>> START
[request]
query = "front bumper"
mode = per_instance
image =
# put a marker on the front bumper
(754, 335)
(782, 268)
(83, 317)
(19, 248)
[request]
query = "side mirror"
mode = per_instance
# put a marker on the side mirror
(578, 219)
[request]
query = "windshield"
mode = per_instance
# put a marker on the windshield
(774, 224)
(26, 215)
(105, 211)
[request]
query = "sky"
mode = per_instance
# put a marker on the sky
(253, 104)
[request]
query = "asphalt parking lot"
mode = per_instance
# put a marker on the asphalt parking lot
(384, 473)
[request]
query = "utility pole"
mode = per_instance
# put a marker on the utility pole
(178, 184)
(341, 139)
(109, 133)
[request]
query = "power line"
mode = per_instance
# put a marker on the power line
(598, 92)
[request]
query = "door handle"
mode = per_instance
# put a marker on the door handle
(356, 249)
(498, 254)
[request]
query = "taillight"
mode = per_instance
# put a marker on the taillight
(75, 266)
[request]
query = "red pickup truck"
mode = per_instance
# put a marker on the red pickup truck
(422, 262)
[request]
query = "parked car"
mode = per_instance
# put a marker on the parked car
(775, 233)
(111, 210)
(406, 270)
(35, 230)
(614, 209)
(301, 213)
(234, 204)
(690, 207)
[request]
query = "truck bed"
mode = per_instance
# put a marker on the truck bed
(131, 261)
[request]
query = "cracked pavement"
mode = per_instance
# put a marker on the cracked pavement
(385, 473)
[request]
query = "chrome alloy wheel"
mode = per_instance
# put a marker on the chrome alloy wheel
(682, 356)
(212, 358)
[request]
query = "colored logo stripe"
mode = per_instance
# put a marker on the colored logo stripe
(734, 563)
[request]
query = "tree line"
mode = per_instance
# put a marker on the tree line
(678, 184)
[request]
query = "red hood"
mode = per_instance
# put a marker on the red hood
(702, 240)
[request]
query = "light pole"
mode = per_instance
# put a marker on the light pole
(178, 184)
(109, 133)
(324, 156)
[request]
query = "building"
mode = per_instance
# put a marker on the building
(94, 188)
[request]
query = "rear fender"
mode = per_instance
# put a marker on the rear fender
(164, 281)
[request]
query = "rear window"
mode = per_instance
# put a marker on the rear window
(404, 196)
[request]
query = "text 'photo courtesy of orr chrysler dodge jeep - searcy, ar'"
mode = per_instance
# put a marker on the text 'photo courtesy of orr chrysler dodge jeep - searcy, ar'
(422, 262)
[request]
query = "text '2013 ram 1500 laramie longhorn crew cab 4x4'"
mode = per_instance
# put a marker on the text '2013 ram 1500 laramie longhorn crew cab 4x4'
>> END
» **Task brief**:
Output all of the data again, exactly.

» **Solution for this exercise**:
[request]
query = "front bumper"
mode = per_instance
image =
# put a marker on the front bumper
(754, 335)
(782, 268)
(83, 317)
(19, 248)
[request]
query = "side mirror"
mode = per_instance
# put a marker on the side mirror
(578, 219)
[request]
query = "windshield"
mode = per_instance
# put a marker on the windshield
(774, 224)
(26, 215)
(105, 211)
[request]
query = "sky"
mode = per_instance
# put a marker on the sky
(253, 104)
[request]
query = "asphalt parking lot"
mode = per_instance
# put a marker on the asphalt parking lot
(384, 473)
[request]
query = "utility pole"
mode = per_instance
# put a marker on the utility pole
(178, 184)
(341, 139)
(109, 133)
[request]
query = "power line"
mode = per_instance
# put a marker on the power line
(598, 92)
[request]
query = "door handle"
mode = per_instance
# put a marker on the door handle
(356, 249)
(498, 254)
[request]
query = "taillight"
mode = per_instance
# put a marker on the taillight
(75, 266)
[request]
query = "red pickup truck"
mode = per_instance
# put a marker on the red pickup truck
(422, 262)
[request]
query = "parked car"
mode = per_instance
# put a marker on the parked car
(775, 233)
(111, 210)
(406, 270)
(35, 230)
(614, 209)
(301, 213)
(234, 204)
(690, 207)
[request]
query = "truck bed"
mode = per_instance
# put a marker on the truck bed
(131, 261)
[request]
query = "cracked pavement"
mode = per_instance
# put a marker on the cracked pavement
(385, 473)
[request]
query = "chrome alloy wheel"
mode = per_instance
# put a marker on the chrome alloy wheel
(682, 356)
(212, 358)
[request]
query = "colored logo stripe"
mode = per_instance
# put a marker on the colored logo stripe
(734, 563)
[request]
query = "tree line"
mode = per_instance
# put a marker on the tree line
(678, 184)
[request]
query = "red hood"
mode = per_instance
# put a marker on the red hood
(702, 240)
[request]
query = "light pole"
mode = per_instance
# put a marker on the light pole
(178, 184)
(109, 133)
(324, 156)
[request]
query = "building"
mode = per_instance
# put a marker on the building
(94, 188)
[request]
query = "rear fender"
mode = per_instance
# put a marker on the rear fender
(164, 281)
[request]
query = "rear window"
mode = per_instance
# put a marker on the rear window
(404, 196)
[request]
query = "text 'photo courtesy of orr chrysler dodge jeep - searcy, ar'"
mode = per_instance
# put a marker on the text 'photo courtesy of orr chrysler dodge jeep - searcy, ar'
(422, 262)
[request]
query = "text '2013 ram 1500 laramie longhorn crew cab 4x4'"
mode = per_instance
# put a marker on the text '2013 ram 1500 laramie longhorn crew cab 4x4'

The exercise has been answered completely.